— ACTIONS TO TAKE —
A - From the movie reviews, copy the passage from "Movie Review: The" to "to nuclear warheads.".
B - In the movie reviews, who plays the limo driver who always misses exits?
C - Translate this sentence from the movie reviews into Spanish: "This is a very funny movie, well written and acted."

— SUPPLIED TEXT —
Movie Review: The Corporate Ladder Summary: 5 Stars
This is a very funny movie, well written and acted. It's a hilarious view of how some people move up in a big corporation. We bought the VHS years ago and wore it out! The DVD version is even better.
Movie Review: Still funny after more than 20 years Summary: 4 Stars
Great cast here--Danny de Vito, Rick Moranis, Wallace Shawn, Judge Rheinhold, Jane Seymour, Eddie Albert, Brian Doyle-Murray, George Coe, Richard Masur, Don Novello. This is a corporate satire from 1985 that still has great chops, thanks to writer-director Ken Finkleman. Here we have Inc. International, a giant mega-corporation that makes everything from, as CEO and pitchman Eddie Albert says in the opening piece, creamy peanut butter to nuclear warheads.
Sex and power figure largely here, as do politics, greed, and all that fun stuff. There are not one, not two, but THREE--yes, folks, count 'em, THREE--nervous wrecks, personified by Rick Moranis, Wallace Shawn, and Danny DeVito (you can tell he just recently lost some hair). Well, that's about accurate--corporate life can make you a nervous wreck if you're a middle level exec, not sure if you're on your way up, down, or foever stuck in your current spot.
Our hero, as it were, played by Judge Rheinhold (is that the right spelling of the guy's name? I never did find out for sure) who's the son of US Senator Something-or-Other, played by George Coe and who winds up at Inc. International cause CEO Eddie wants Judge in the company, the better to influence Senator George to do what he wants. Yep, Eddie is no dope.
Now it could be that this sounds kind of corny or cliched but Mr. Finkleman is too sharp to let that happen. There's more than enough razor-edge dialogue to make it so. This is a heck of a lot of fun to watch; it's a hoot to see Rick Moranis talk a mile a minute as he races up his blood pressure to a level that ultimately changes the population of the world, if you get my drift.
Big dollops of black humor fit snugly into the groove here right alongside a love story in the overall context of a nice edgy satire. It's Judge's story but there's enough side-splitting stuff provided by a whole lot of other characters to make this nifty and funny from head to toe--Don Novello as the limo driver who always misses exits; Jane Seymour as the hyperkinetic sexpot exec whose appetite is unlimited; Richard Masur as the smooth-talking corporate guy who always keeps his job (unlike so many others) basically because a) he knows the rules inside and out and recites them to Judge, and b) because basically while following the rules he doesn't give a flying fork about much of anything.

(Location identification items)
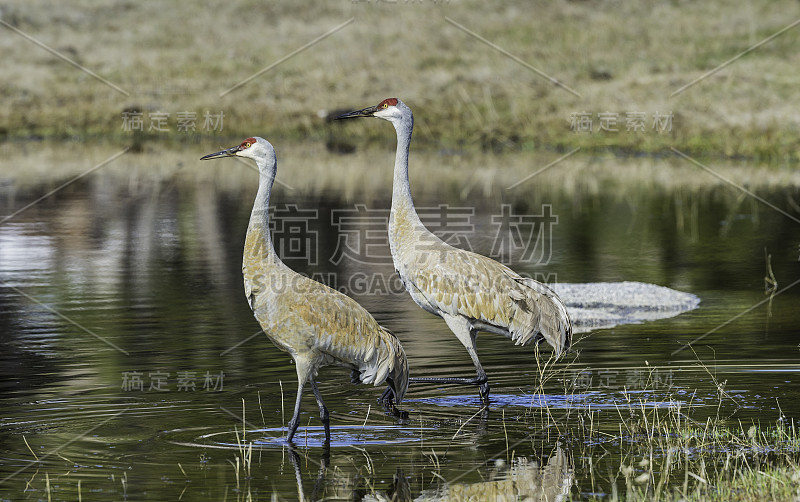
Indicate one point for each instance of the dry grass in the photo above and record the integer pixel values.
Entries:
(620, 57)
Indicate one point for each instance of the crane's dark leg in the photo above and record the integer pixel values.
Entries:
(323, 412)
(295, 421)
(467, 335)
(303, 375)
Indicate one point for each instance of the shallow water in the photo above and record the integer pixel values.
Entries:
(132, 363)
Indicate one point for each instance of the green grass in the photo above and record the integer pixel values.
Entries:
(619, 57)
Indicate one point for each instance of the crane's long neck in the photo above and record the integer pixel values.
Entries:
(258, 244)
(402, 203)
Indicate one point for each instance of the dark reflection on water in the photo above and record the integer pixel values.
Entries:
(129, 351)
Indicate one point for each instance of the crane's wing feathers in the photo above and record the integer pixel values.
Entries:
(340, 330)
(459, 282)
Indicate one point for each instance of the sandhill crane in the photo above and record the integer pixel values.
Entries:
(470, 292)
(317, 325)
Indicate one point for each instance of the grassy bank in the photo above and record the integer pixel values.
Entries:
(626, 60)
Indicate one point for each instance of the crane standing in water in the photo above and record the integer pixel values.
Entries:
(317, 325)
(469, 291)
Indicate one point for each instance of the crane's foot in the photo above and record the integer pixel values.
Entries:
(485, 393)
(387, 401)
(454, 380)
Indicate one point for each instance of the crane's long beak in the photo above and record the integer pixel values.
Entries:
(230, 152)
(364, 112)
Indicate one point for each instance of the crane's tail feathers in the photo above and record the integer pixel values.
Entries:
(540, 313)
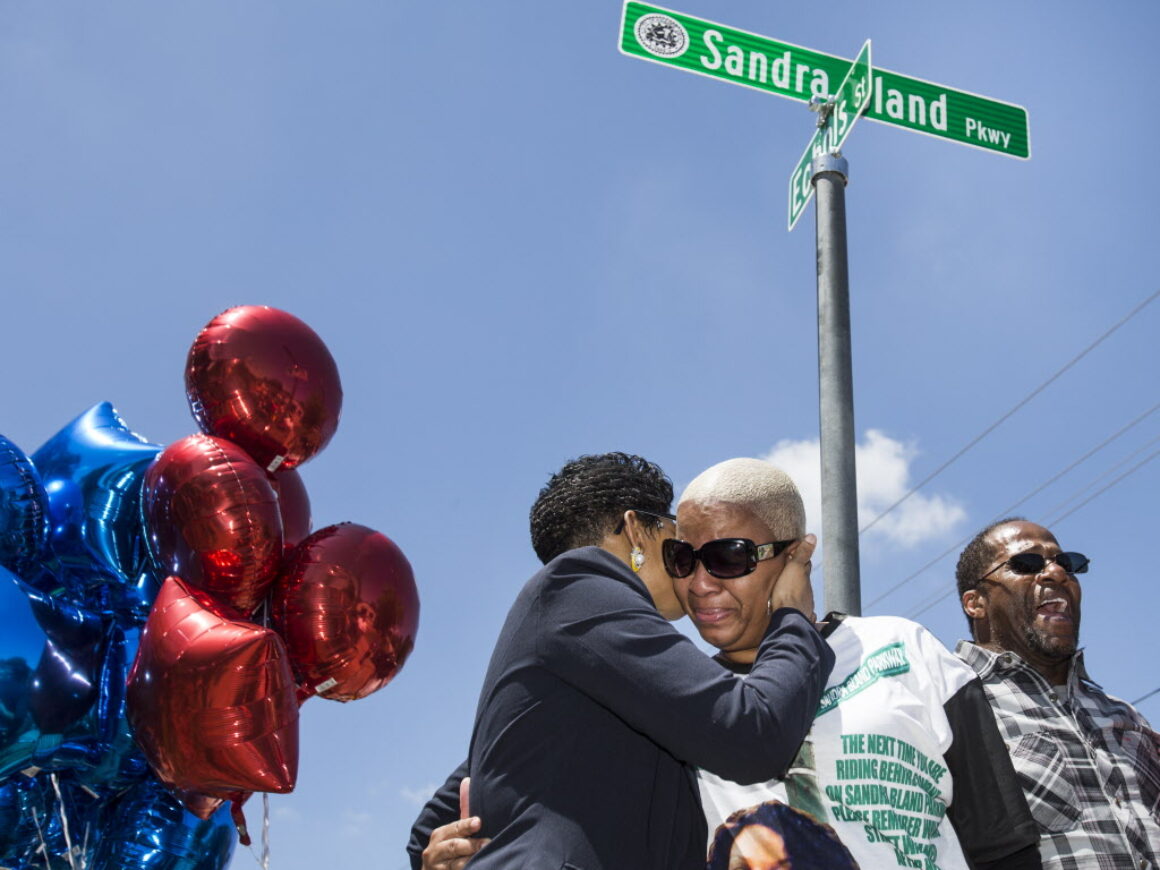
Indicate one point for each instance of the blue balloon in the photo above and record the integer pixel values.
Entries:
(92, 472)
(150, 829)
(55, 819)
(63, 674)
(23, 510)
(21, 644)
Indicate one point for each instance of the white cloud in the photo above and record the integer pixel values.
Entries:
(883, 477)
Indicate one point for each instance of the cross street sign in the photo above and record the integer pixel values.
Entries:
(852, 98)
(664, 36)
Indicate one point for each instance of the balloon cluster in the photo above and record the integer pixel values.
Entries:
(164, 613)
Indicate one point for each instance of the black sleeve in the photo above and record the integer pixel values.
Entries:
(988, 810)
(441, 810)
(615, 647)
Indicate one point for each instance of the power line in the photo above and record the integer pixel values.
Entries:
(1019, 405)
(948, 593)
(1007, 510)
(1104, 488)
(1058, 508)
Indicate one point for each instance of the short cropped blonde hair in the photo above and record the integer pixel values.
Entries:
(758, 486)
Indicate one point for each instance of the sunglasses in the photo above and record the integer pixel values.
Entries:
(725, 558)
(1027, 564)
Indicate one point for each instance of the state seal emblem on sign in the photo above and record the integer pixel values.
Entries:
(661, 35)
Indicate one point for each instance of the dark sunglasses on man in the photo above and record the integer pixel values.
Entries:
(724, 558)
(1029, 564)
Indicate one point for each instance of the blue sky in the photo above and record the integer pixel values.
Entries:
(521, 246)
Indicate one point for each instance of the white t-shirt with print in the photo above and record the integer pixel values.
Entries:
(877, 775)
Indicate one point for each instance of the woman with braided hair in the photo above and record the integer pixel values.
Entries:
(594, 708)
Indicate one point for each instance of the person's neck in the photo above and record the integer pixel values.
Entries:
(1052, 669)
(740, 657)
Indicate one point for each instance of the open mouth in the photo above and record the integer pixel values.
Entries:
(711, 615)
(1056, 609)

— SOLUTIONS FOR EACH TASK —
A -
Movie Review: The Corporate Ladder Summary: 5 Stars
This is a very funny movie, well written and acted. It's a hilarious view of how some people move up in a big corporation. We bought the VHS years ago and wore it out! The DVD version is even better.
Movie Review: Still funny after more than 20 years Summary: 4 Stars
Great cast here--Danny de Vito, Rick Moranis, Wallace Shawn, Judge Rheinhold, Jane Seymour, Eddie Albert, Brian Doyle-Murray, George Coe, Richard Masur, Don Novello. This is a corporate satire from 1985 that still has great chops, thanks to writer-director Ken Finkleman. Here we have Inc. International, a giant mega-corporation that makes everything from, as CEO and pitchman Eddie Albert says in the opening piece, creamy peanut butter to nuclear warheads.

B - Don Novello

C - Esta es una película muy divertida, bien escrita y actuada.